I would not draw that conclusion from this article - we don't have such fine-grained data from other planets, perhaps their axes are more wobbly than Earth's. E.g it was only in 2020 that we discovered Mars has a "Chandler wobble" similar to Earth's (which was discovered 150 years earlier). But Mars's wobble is quite different as a matter of geophysics, Earth's Chandler wobble is mostly sustained by ocean sloshing. There's a whole lot we don't know about the non-Earth planets.

I will add that human extraction of groundwater it not nearly as impactful as the formation of large igneous provinces and other ancient supervolcanoes. A tectonically active planet will definitely wobble unpredictably.


We also found that our dams have slowed earth’s rotation!

### Information
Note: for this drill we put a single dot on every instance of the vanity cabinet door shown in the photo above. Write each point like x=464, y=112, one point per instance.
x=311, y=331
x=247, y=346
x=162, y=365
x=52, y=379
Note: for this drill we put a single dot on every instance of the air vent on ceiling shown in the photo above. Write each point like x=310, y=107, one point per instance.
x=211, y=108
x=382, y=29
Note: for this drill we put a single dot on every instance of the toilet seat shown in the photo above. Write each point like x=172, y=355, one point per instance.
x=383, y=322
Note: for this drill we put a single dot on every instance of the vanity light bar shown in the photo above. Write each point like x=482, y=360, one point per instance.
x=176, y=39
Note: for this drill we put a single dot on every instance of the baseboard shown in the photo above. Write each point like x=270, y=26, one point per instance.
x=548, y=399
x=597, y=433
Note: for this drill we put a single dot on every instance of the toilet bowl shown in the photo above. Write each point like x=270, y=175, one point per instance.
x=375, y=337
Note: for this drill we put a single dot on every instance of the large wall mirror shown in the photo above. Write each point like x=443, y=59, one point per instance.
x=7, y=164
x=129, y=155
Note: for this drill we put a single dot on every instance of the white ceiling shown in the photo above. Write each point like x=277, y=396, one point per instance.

### What you need to do
[A] In the passage on planetary wobble, rewrite everything from "I would not" down to "slowed earth’s rotation!", substituting "tidal friction" for "ocean sloshing".
[B] Answer these questions from the passage on planetary wobble.
(i) In what year was it discovered that Mars has a Chandler wobble?
(ii) What mostly sustains Earth's Chandler wobble?
(iii) What effect on Earth does the passage attribute to dams?
[C] Carry on the passage on planetary wobble from its final sentence.
The listing has no connection to the passage on planetary wobble.

### Task results
[A]
I would not draw that conclusion from this article - we don't have such fine-grained data from other planets, perhaps their axes are more wobbly than Earth's. E.g it was only in 2020 that we discovered Mars has a "Chandler wobble" similar to Earth's (which was discovered 150 years earlier). But Mars's wobble is quite different as a matter of geophysics, Earth's Chandler wobble is mostly sustained by tidal friction. There's a whole lot we don't know about the non-Earth planets.

I will add that human extraction of groundwater it not nearly as impactful as the formation of large igneous provinces and other ancient supervolcanoes. A tectonically active planet will definitely wobble unpredictably.


We also found that our dams have slowed earth’s rotation!

[B]
(i) 2020
(ii) Ocean sloshing
(iii) They have slowed Earth's rotation.

[C]
its survival bias, they were moving billions of years before, objects with unstable orbits traveled somewhere else, and stable objects formed stable planets.


> or it gets infected with sentient life.

If only more planets could be so lucky.

What value does a planet have without sentient life there to enjoy it?


Sentient life: [ ] Venus [v] Earth [ ] Mars [ ] Uranus

Value: [ ] Venus [v] Earth [ ] Mars [ ] Uranus

None? I disagree, we should go back to arguing about sentient life on earth.


Humanity is not an infection. And how many of those millions of planets can you name?